抽出テキスト —

· · ·

Spring Has Come

Spring Has Come

ばいばい


葬儀屋が再びやって来た。
春歌を連れて行くためである。
小さな小さな棺が用意され、私はTさんと一緒に
春歌に新品のツーウェイオールを着せてあげた。
退院用にと母が買っておいてくれたもので、水通しをし、
入院するまで家のベビーベッドに置いてあったものだった。
クリーム色のスヌーピー柄で、春らしく薄い生地。
こんな日のために用意してもらったんじゃないのに。

白い肌着を脱がせ、初めてちゃんと春歌の裸を見た。
小さいながら、しっかりしたパーツで出来た真っ白な体。
紙オムツもきちんと付けてもらっており
おへそには四角く畳んだガーゼが止められている。
この時、もっともっと体を見ておけばよかったと深く後悔している。
誰に急かされたわけでもないのだが、そそくさと着替えさせてしまったのだ。

· · ·

作業課題 A — 抽出テキストにおいて、春歌に着せたツーウェイオールは何色で、どのような柄か。
作業課題 B — 抽出テキストから、「退院用にと母が買っておいてくれたもので、水通しをし、」を含む語句で始まり「この時、もっともっと体を見ておけばよかったと深く後悔している。」で終わる範囲を、一字一句変えずに書き出せ。
作業課題 C — 抽出テキストの内容を2文で要約せよ。
この後に続く行は、本文とは関係のない別個の資料である。

データセットからの抜粋:
· · ·

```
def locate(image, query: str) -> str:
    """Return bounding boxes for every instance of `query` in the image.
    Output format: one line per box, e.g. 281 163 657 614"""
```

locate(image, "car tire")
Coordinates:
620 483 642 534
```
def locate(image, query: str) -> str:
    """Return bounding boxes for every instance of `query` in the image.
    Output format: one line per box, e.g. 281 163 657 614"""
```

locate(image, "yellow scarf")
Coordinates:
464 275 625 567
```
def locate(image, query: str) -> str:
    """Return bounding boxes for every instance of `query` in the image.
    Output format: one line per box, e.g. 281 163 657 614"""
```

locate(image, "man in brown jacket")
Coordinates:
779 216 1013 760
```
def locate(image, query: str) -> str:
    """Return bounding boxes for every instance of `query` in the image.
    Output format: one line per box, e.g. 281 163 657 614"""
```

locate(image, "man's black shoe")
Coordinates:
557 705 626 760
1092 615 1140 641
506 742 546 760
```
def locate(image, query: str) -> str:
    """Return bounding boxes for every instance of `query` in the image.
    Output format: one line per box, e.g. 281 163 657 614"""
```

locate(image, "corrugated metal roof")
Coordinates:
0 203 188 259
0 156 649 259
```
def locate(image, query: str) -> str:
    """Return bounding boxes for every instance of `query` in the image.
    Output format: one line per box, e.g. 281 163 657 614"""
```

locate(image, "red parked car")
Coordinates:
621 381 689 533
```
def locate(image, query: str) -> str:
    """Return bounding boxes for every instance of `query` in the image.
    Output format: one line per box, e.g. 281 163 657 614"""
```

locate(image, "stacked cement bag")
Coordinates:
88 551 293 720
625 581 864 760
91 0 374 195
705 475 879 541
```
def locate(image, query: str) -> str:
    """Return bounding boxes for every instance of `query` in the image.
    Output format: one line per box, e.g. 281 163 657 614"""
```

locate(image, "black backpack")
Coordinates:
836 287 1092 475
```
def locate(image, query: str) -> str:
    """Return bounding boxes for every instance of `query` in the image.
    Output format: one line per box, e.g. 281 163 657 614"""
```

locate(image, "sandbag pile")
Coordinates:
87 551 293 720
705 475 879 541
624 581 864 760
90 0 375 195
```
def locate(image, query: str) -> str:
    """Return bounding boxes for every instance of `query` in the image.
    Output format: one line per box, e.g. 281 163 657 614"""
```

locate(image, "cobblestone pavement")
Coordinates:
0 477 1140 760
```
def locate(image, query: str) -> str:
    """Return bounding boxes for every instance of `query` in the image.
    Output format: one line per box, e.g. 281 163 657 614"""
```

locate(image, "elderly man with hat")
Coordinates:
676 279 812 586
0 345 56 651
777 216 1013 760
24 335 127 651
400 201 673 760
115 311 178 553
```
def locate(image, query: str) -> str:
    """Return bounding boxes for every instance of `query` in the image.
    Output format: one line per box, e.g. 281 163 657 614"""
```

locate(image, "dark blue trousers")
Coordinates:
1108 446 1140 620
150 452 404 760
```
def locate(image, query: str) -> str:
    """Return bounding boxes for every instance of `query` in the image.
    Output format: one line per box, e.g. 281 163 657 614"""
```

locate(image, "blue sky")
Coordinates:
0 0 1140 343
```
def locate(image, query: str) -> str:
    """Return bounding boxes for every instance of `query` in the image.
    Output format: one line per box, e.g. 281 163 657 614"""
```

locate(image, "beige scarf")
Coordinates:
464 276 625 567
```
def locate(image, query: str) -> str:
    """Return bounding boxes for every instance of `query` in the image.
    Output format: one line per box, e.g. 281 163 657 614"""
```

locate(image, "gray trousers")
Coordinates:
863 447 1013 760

· · ·

解答欄 A — クリーム色のスヌーピー柄。

解答欄 B —
退院用にと母が買っておいてくれたもので、水通しをし、
入院するまで家のベビーベッドに置いてあったものだった。
クリーム色のスヌーピー柄で、春らしく薄い生地。
こんな日のために用意してもらったんじゃないのに。

白い肌着を脱がせ、初めてちゃんと春歌の裸を見た。
小さいながら、しっかりしたパーツで出来た真っ白な体。
紙オムツもきちんと付けてもらっており
おへそには四角く畳んだガーゼが止められている。
この時、もっともっと体を見ておけばよかったと深く後悔している。

解答欄 C — 春歌を連れて行くために葬儀屋が再び来て小さな棺が用意され、語り手はTさんと一緒に、母が退院用に買っておいたクリーム色のスヌーピー柄のツーウェイオールを春歌に着せた。その際に初めて春歌の裸をきちんと見たが、誰に急かされたわけでもないのにそそくさと着替えさせてしまい、もっと体を見ておけばよかったと深く後悔している。